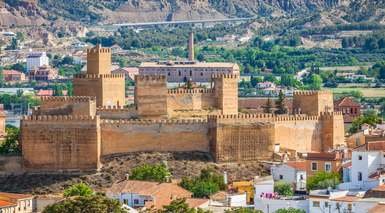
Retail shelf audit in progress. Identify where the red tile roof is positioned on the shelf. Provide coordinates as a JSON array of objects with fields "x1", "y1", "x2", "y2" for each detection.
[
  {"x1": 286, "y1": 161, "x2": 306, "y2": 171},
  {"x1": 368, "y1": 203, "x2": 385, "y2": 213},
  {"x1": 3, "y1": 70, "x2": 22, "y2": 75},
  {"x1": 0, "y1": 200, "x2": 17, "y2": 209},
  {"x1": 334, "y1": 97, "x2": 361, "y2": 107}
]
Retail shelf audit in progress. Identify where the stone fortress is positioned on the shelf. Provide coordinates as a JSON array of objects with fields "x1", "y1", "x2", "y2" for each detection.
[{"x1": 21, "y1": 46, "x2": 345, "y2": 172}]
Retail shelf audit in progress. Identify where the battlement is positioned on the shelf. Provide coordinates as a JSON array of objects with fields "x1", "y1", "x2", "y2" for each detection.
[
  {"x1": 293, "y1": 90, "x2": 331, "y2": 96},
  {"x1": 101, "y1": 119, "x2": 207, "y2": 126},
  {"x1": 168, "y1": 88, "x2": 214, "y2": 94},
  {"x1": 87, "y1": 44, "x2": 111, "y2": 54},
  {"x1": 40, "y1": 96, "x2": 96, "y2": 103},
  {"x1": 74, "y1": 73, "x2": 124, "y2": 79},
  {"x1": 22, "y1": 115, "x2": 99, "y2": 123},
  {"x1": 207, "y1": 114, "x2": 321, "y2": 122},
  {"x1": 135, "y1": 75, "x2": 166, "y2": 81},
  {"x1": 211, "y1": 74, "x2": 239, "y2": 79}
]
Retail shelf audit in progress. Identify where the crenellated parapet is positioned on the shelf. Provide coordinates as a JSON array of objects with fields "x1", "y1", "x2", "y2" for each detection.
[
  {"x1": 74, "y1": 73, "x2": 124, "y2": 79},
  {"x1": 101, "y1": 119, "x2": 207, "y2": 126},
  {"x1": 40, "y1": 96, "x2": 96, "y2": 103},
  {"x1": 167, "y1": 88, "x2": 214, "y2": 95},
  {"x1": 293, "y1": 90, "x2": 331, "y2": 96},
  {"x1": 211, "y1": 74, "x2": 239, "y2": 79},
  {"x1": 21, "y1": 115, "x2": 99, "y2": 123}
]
____
**SHORT PROBLEM**
Copy the records word for word, starting at the line that contains "Retail shelf audit in progress. Identify where the stone" and continuing through the end of the records.

**SOLUTION**
Retail shelf audit in progress. Identify where the stone fortress is positioned on the shelf. Provide coordinates as a JSON array of objects with fields "x1", "y1", "x2", "y2" for each detection.
[{"x1": 21, "y1": 46, "x2": 345, "y2": 172}]
Retail shelf audit in progress. Identify where the battlement is positioned on the shelf. Provide coordinates as a JSON array of objects with fields "x1", "y1", "x2", "y2" for each detection.
[
  {"x1": 293, "y1": 90, "x2": 331, "y2": 96},
  {"x1": 101, "y1": 119, "x2": 207, "y2": 126},
  {"x1": 168, "y1": 88, "x2": 214, "y2": 94},
  {"x1": 87, "y1": 44, "x2": 111, "y2": 54},
  {"x1": 40, "y1": 96, "x2": 96, "y2": 103},
  {"x1": 74, "y1": 73, "x2": 124, "y2": 79},
  {"x1": 22, "y1": 115, "x2": 99, "y2": 123},
  {"x1": 207, "y1": 114, "x2": 321, "y2": 122},
  {"x1": 135, "y1": 75, "x2": 166, "y2": 81},
  {"x1": 211, "y1": 74, "x2": 239, "y2": 79}
]
Retail shelf audit in progress. Identify where the crenellated parapet is positioned on the shelf. Provide coordinates as a JSON array of objects with fields "x1", "y1", "x2", "y2" for each detection.
[
  {"x1": 74, "y1": 73, "x2": 124, "y2": 79},
  {"x1": 101, "y1": 119, "x2": 207, "y2": 126},
  {"x1": 40, "y1": 96, "x2": 96, "y2": 103},
  {"x1": 167, "y1": 88, "x2": 214, "y2": 95},
  {"x1": 293, "y1": 90, "x2": 331, "y2": 96},
  {"x1": 211, "y1": 74, "x2": 239, "y2": 79},
  {"x1": 21, "y1": 115, "x2": 99, "y2": 123}
]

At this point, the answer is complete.